Goal 1:
Which rows contain the string "rear"? Pull each one out of the rows below, copying every such line in full.

Supplied text:
Data Mining Business Intelligence

Breakeven Analysis - Knowing When To Stop

Learn how to set a campaign budget that keeps revenues above costs.

by John Trewolla, Principal Advisor, Management Analytics Group
Ask us!
Questions?
Just ask!
IF A LITTLE IS GOOD, THEN MORE IS BETTER, RIGHT?   Well, no, not when it comes to catalogs, emails or other direct marketing campaigns.  Believing that "more is always better" leads many marketing decision-makers to spend far more than they should.

For example, if you send too few offers, you will not penetrate your market.  This leaves "money on the table" that you might have put into your bank.  On the other hand, you can send out too many offers.   This happens when the cost of your campaign exceeds the revenue that it generates.  So, how do we know if a campaign is costing us more than it makes?

It is actually not hard to know.  Calculating the Breakeven Point for a campaign tells us how much response we must generate to recover the cost of the campaign -- or how much we must sell, on average, to start making a profit.  The steps below show how simple it is to calculate this number.  (These examples assume an annual basis for the calculations.   If your business is highly seasonal, you may wish to make these calculations on a monthly basis instead.)

AVERAGE ORDER AMOUNT:

(Average Order Amount) = (Total Sales) ÷ (Number of Orders)
For example, a company with $5,000,000 in Total Sales and 10,000 orders has an Average Order Amount of $50.00.

(Bounding box annotation rows)
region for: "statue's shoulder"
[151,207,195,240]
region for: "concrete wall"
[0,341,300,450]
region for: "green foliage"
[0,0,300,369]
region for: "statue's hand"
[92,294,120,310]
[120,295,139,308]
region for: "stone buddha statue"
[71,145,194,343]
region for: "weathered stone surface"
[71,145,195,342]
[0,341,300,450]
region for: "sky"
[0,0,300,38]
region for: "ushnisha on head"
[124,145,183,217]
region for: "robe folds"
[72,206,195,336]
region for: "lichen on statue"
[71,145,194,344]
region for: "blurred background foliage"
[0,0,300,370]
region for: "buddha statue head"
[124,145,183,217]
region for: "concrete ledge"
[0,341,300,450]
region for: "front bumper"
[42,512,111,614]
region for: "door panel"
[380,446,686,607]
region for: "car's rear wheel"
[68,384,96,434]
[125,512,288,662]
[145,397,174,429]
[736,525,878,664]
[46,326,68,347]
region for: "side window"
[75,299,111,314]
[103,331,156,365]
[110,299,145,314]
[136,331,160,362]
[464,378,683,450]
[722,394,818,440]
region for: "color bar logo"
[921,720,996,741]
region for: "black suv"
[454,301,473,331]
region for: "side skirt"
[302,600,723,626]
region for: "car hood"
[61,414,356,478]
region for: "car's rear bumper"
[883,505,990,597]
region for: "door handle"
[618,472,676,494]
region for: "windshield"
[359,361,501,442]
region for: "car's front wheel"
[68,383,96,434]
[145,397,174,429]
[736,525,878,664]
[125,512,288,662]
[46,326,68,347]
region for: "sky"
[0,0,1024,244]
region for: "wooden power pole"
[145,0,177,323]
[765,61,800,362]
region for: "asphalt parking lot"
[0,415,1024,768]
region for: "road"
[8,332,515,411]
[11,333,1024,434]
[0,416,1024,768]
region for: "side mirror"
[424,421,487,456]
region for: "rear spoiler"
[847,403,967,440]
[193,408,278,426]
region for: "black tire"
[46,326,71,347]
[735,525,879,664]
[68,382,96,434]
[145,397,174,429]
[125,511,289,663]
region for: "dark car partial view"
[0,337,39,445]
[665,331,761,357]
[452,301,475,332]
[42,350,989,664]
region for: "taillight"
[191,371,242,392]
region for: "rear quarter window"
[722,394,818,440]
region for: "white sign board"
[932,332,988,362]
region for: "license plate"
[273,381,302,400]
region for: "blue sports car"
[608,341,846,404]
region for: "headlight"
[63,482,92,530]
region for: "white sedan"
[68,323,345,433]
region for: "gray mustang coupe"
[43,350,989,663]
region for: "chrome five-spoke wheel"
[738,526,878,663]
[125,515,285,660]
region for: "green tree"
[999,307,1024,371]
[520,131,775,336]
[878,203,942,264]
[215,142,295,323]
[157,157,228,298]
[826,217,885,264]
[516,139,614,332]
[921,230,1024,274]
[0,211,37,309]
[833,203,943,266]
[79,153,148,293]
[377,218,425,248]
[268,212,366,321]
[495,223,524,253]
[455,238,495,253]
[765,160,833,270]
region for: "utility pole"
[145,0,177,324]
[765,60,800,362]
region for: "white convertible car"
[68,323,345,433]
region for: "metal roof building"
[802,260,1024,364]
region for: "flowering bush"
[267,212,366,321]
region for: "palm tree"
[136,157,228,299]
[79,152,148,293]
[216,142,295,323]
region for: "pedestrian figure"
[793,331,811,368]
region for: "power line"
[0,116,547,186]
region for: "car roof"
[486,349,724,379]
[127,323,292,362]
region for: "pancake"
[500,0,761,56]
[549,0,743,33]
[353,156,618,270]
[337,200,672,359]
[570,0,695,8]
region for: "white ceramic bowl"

Goal 2:
Reproduce the breakeven analysis passage word for word, starting at "Learn how to" and ending at "than it makes?".

Full output 1:
region for: "car's rear wheel"
region for: "car's rear bumper"
region for: "rear spoiler"
region for: "rear quarter window"

Full output 2:
Learn how to set a campaign budget that keeps revenues above costs.

by John Trewolla, Principal Advisor, Management Analytics Group
Ask us!
Questions?
Just ask!
IF A LITTLE IS GOOD, THEN MORE IS BETTER, RIGHT?   Well, no, not when it comes to catalogs, emails or other direct marketing campaigns.  Believing that "more is always better" leads many marketing decision-makers to spend far more than they should.

For example, if you send too few offers, you will not penetrate your market.  This leaves "money on the table" that you might have put into your bank.  On the other hand, you can send out too many offers.   This happens when the cost of your campaign exceeds the revenue that it generates.  So, how do we know if a campaign is costing us more than it makes?